## Prompt 1
Retype the stretch of the Mongolia travel account from "An attempt had" through "a great time." with no changes.

## Source

Airak is not as bad as I had expected. The milk vodka (deemed weak by our guides, who said that this can be distilled a few more times to increase the punch) is quite good. Too bad it’s not available commercially; at least, the only Mongolian vodka I saw for sale was made from grain, not cow milk. (No mare’s milk liquor is packaged for commercial use — this is strictly home brew.)
This was a very full day. After our drive from Karakorum, we had lunch, a hike across the hill to an adjoining valley where there is a ruined monastery/temple, the pot-cooked lamb dinner, and ... horseback riding!

An attempt had been made to arrange this the previous day, but the horses were booked until late, and there was a thunderstorm. Thirteen of us decided to try riding; it took some time to match everyone up with a mount, especially with a few non-riders, and many of us who haven’t been on a horse in decades (that would be me). So we had a slow and easy ride across the steppe. The Mongolian horses are small and sturdy, probably the most comfortable seat I’ve ever had riding. It’s a very lovely evening, and we all have a great time.
A twilight ride across the Mongolian steppe
(photos by Melanie O’Hare)
Next morning we were off to the Khurstain Nuruu National Park for our final night in a ger camp. This is the preserve for the "tahki" — the Mongolian wild horse, completely different species from those now in use by the nomads. The takhi (or Przewalski horse, named for a Tsarist explorer who identified the species for science) had gone extinct in the wild in 1969, decimated by climatic conditions and hunting, but through several international environmental agencies a breeding program was set up. In 1992, after Mongolia reopened to the West, a herd was introduced into the tahki’s native territory. There are now around 200 horses in the preserve.

## Prompt 2
Gather every line of the rows below that contains the word "trap".

## Object outline annotations
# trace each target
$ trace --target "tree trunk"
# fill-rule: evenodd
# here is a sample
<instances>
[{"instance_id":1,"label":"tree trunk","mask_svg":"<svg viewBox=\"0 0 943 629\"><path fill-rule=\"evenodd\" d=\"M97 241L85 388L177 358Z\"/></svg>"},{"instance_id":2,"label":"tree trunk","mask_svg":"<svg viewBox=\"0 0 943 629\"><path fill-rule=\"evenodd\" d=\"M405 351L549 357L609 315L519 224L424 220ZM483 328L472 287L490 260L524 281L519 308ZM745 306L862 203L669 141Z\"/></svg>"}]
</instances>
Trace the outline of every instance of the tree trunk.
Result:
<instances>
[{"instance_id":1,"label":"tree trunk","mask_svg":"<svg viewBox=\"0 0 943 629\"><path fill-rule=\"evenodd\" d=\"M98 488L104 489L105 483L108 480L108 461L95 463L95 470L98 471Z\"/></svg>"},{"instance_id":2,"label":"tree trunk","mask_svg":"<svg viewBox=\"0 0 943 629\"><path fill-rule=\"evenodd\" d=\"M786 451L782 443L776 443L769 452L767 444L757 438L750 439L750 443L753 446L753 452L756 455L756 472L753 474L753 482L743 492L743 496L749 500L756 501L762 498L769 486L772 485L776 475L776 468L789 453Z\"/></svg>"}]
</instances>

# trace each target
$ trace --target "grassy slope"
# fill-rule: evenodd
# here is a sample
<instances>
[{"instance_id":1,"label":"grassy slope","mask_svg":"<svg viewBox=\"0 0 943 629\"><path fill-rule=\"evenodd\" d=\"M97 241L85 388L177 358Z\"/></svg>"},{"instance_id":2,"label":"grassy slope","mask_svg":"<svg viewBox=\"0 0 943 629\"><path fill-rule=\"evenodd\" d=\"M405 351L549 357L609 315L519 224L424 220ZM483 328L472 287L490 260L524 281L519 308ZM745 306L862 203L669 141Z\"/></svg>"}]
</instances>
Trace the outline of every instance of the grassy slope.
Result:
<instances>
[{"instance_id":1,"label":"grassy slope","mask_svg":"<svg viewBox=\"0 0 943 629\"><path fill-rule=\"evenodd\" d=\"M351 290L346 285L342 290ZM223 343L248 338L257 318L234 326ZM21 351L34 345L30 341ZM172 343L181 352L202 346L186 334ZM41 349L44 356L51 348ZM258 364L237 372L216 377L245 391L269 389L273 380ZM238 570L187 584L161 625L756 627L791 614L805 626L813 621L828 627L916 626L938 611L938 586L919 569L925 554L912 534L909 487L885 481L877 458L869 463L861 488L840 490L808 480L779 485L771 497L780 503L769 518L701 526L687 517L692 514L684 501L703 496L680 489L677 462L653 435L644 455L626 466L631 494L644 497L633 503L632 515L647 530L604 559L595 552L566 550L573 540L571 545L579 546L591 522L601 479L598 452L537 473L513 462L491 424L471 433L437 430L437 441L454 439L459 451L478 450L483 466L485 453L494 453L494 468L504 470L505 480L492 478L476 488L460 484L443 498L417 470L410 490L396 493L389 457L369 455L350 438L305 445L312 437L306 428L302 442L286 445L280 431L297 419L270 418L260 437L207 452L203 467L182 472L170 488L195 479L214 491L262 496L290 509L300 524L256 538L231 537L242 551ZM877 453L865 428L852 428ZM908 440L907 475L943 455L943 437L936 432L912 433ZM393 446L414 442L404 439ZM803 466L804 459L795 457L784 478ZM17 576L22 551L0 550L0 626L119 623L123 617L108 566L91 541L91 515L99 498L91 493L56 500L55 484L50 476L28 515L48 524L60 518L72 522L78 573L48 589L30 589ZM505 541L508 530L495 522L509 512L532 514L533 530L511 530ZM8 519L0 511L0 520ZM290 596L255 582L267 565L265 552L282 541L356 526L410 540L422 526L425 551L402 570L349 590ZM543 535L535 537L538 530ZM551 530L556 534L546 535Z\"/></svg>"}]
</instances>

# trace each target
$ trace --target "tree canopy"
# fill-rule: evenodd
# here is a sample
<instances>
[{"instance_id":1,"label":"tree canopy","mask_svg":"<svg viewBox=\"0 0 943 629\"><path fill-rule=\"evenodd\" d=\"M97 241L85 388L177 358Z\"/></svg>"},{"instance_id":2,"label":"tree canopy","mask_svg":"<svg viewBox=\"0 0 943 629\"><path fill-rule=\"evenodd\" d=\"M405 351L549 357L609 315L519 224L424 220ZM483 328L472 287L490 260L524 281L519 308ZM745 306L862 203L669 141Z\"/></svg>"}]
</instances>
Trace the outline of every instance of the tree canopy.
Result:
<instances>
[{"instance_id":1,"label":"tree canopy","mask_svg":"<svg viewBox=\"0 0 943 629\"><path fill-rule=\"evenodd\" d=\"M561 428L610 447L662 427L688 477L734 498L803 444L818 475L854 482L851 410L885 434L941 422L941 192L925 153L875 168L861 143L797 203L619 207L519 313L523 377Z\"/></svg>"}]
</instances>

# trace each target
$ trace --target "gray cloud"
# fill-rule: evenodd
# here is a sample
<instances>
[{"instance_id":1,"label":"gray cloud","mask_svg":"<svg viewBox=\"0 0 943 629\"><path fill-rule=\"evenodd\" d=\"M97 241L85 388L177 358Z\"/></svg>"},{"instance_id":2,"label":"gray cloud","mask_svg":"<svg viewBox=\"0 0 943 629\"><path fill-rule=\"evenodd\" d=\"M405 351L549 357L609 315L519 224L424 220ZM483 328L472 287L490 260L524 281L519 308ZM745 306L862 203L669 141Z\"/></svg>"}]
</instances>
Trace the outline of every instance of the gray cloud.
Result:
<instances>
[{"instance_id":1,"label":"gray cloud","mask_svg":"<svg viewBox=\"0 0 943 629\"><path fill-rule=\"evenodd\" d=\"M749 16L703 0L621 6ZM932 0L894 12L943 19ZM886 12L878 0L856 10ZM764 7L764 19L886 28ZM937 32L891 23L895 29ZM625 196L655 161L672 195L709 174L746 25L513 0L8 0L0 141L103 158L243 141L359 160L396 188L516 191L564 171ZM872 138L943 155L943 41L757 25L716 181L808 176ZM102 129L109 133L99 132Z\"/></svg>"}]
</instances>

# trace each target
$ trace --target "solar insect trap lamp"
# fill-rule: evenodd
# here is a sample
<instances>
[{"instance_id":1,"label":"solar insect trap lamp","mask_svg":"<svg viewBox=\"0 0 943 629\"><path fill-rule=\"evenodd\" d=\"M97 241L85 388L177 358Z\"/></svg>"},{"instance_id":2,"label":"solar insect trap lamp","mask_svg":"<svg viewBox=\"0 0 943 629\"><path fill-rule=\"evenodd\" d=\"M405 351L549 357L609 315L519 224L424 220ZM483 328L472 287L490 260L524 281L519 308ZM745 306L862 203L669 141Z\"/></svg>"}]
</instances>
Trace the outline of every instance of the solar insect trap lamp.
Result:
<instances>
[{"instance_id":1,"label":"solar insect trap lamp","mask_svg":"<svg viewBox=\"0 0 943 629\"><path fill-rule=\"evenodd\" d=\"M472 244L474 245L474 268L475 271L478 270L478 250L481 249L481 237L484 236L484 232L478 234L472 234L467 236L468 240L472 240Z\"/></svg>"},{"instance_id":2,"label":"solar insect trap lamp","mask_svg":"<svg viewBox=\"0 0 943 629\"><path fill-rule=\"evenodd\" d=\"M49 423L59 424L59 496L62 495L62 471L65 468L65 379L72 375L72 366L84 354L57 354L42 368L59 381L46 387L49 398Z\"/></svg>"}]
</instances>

## Solution 1
An attempt had been made to arrange this the previous day, but the horses were booked until late, and there was a thunderstorm. Thirteen of us decided to try riding; it took some time to match everyone up with a mount, especially with a few non-riders, and many of us who haven’t been on a horse in decades (that would be me). So we had a slow and easy ride across the steppe. The Mongolian horses are small and sturdy, probably the most comfortable seat I’ve ever had riding. It’s a very lovely evening, and we all have a great time.

## Solution 2
$ trace --target "solar insect trap lamp"
[{"instance_id":1,"label":"solar insect trap lamp","mask_svg":"<svg viewBox=\"0 0 943 629\"><path fill-rule=\"evenodd\" d=\"M97 241L85 388L177 358Z\"/></svg>"},{"instance_id":2,"label":"solar insect trap lamp","mask_svg":"<svg viewBox=\"0 0 943 629\"><path fill-rule=\"evenodd\" d=\"M405 351L549 357L609 315L519 224L424 220ZM483 328L472 287L490 260L524 281L519 308ZM745 306L862 203L669 141Z\"/></svg>"}]
Trace the outline of every instance of the solar insect trap lamp.
[{"instance_id":1,"label":"solar insect trap lamp","mask_svg":"<svg viewBox=\"0 0 943 629\"><path fill-rule=\"evenodd\" d=\"M472 244L474 245L474 268L475 271L478 270L478 250L481 249L481 237L484 236L484 232L478 234L472 234L467 236L468 240L472 240Z\"/></svg>"},{"instance_id":2,"label":"solar insect trap lamp","mask_svg":"<svg viewBox=\"0 0 943 629\"><path fill-rule=\"evenodd\" d=\"M49 423L59 424L59 496L62 495L62 471L65 468L65 379L72 375L72 366L84 354L57 354L42 368L59 381L46 387L49 398Z\"/></svg>"}]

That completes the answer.